Records for this task section start
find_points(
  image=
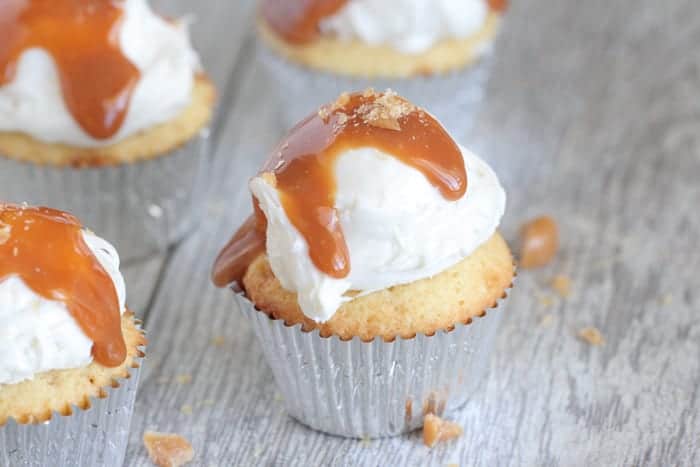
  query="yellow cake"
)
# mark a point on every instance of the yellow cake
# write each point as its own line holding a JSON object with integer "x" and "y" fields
{"x": 147, "y": 144}
{"x": 456, "y": 295}
{"x": 33, "y": 401}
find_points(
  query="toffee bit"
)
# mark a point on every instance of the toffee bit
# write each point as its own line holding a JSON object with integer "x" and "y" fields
{"x": 324, "y": 114}
{"x": 436, "y": 430}
{"x": 167, "y": 450}
{"x": 5, "y": 233}
{"x": 539, "y": 242}
{"x": 591, "y": 335}
{"x": 269, "y": 178}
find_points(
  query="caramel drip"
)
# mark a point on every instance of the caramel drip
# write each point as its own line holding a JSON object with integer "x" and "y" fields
{"x": 297, "y": 21}
{"x": 45, "y": 248}
{"x": 303, "y": 172}
{"x": 81, "y": 36}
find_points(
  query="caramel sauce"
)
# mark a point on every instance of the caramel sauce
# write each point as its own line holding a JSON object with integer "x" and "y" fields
{"x": 45, "y": 248}
{"x": 303, "y": 171}
{"x": 81, "y": 36}
{"x": 297, "y": 21}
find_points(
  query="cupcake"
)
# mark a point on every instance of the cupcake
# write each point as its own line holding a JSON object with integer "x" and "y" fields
{"x": 103, "y": 113}
{"x": 70, "y": 350}
{"x": 369, "y": 265}
{"x": 433, "y": 52}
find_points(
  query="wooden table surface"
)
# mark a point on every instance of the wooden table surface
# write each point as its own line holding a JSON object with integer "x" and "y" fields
{"x": 592, "y": 116}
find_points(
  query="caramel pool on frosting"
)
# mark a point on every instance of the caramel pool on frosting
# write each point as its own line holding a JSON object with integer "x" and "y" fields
{"x": 45, "y": 248}
{"x": 297, "y": 21}
{"x": 82, "y": 38}
{"x": 302, "y": 169}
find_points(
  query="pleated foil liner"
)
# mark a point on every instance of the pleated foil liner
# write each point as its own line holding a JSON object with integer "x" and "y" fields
{"x": 97, "y": 436}
{"x": 454, "y": 98}
{"x": 141, "y": 208}
{"x": 373, "y": 389}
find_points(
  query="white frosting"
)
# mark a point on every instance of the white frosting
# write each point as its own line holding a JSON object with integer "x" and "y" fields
{"x": 409, "y": 26}
{"x": 39, "y": 335}
{"x": 32, "y": 102}
{"x": 398, "y": 228}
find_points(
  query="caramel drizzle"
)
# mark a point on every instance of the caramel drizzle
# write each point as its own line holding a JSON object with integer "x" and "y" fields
{"x": 97, "y": 80}
{"x": 303, "y": 172}
{"x": 45, "y": 248}
{"x": 297, "y": 21}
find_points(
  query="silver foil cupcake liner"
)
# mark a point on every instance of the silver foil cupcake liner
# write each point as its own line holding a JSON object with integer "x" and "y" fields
{"x": 141, "y": 207}
{"x": 373, "y": 389}
{"x": 97, "y": 436}
{"x": 454, "y": 98}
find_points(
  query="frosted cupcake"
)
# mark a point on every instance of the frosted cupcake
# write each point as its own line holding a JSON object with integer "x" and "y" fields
{"x": 103, "y": 112}
{"x": 70, "y": 351}
{"x": 369, "y": 264}
{"x": 433, "y": 52}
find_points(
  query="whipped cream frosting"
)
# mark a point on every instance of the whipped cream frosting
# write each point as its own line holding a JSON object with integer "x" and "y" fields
{"x": 398, "y": 228}
{"x": 32, "y": 103}
{"x": 409, "y": 26}
{"x": 39, "y": 335}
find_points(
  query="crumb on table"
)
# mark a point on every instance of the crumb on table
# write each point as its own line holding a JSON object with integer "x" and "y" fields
{"x": 591, "y": 335}
{"x": 539, "y": 242}
{"x": 168, "y": 450}
{"x": 436, "y": 430}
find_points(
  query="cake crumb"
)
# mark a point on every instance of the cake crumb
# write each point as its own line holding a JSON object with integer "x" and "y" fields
{"x": 184, "y": 379}
{"x": 539, "y": 242}
{"x": 591, "y": 335}
{"x": 436, "y": 430}
{"x": 218, "y": 341}
{"x": 562, "y": 285}
{"x": 167, "y": 450}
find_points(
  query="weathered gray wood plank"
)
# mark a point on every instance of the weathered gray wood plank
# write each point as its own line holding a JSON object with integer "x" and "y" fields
{"x": 592, "y": 116}
{"x": 218, "y": 33}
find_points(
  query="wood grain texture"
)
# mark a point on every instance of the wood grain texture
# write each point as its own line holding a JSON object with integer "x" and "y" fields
{"x": 592, "y": 116}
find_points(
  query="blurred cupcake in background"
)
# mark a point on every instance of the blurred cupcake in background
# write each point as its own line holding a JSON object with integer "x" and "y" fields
{"x": 433, "y": 52}
{"x": 103, "y": 112}
{"x": 369, "y": 265}
{"x": 70, "y": 350}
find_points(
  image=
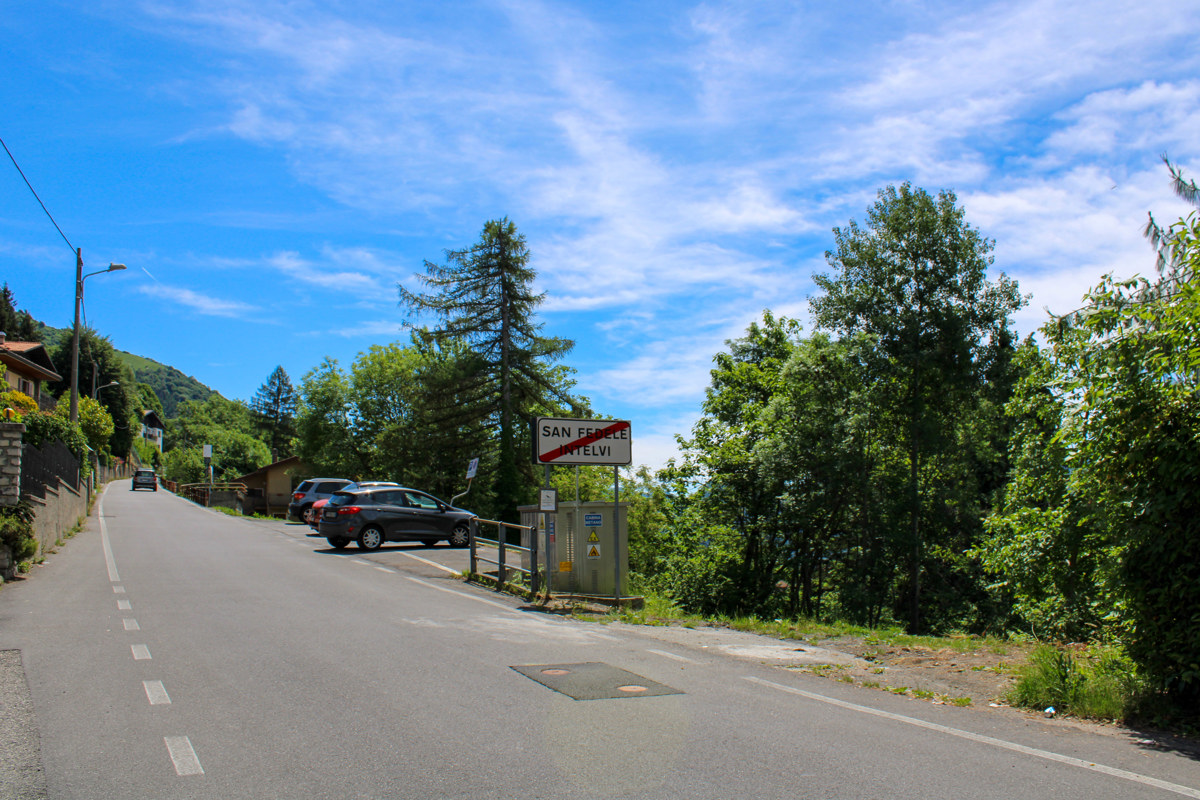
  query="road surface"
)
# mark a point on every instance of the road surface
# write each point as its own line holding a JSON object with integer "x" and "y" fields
{"x": 172, "y": 651}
Records for this task section end
**Task statement:** Only the lines from the start of the records through the line containing "# mark a point on every instance of the pleated" should be repeated, word for word, with the pictures left out.

**Answer to this task:**
find_points(
  image=
  query="yellow cake"
)
# mark a point on every instance of the yellow cake
# write each point as its own line holding a JSON object with integer "x" and "y" fields
{"x": 147, "y": 144}
{"x": 456, "y": 295}
{"x": 33, "y": 401}
find_points(
  query="toffee bit"
)
# mark a point on every instance of the toffee bit
# write each point as its own line holding a JSON object with integer "x" and "y" fields
{"x": 324, "y": 114}
{"x": 436, "y": 430}
{"x": 167, "y": 450}
{"x": 5, "y": 233}
{"x": 539, "y": 242}
{"x": 591, "y": 335}
{"x": 269, "y": 178}
find_points(
  query="caramel drip"
)
# mark a point on every instance of the caramel drip
# write each point as its own line holding a JSON object with integer "x" and "y" fields
{"x": 297, "y": 21}
{"x": 45, "y": 248}
{"x": 303, "y": 172}
{"x": 81, "y": 36}
find_points(
  query="caramel sauce"
)
# mark a point on every instance of the caramel sauce
# write each point as its own line holding a JSON object with integer "x" and "y" fields
{"x": 45, "y": 248}
{"x": 303, "y": 171}
{"x": 81, "y": 36}
{"x": 297, "y": 21}
find_points(
  query="cupcake"
)
# mark a point on every instance of the cupcake
# write each point as its own line holding a JSON object with integer "x" and "y" fields
{"x": 103, "y": 113}
{"x": 70, "y": 350}
{"x": 369, "y": 265}
{"x": 433, "y": 52}
find_points(
  query="wooden table surface"
)
# mark a point on every instance of the wooden table surface
# write each point as its own line holding a JSON object with integer "x" and "y" fields
{"x": 592, "y": 116}
find_points(
  query="caramel pool on frosting"
)
# mark a point on every instance of the caramel pool on frosting
# write each point as its own line holding a JSON object with integer "x" and "y" fields
{"x": 45, "y": 248}
{"x": 297, "y": 21}
{"x": 82, "y": 38}
{"x": 302, "y": 169}
find_points(
  query="pleated foil liner"
)
# mark a point on every instance of the pleated foil liner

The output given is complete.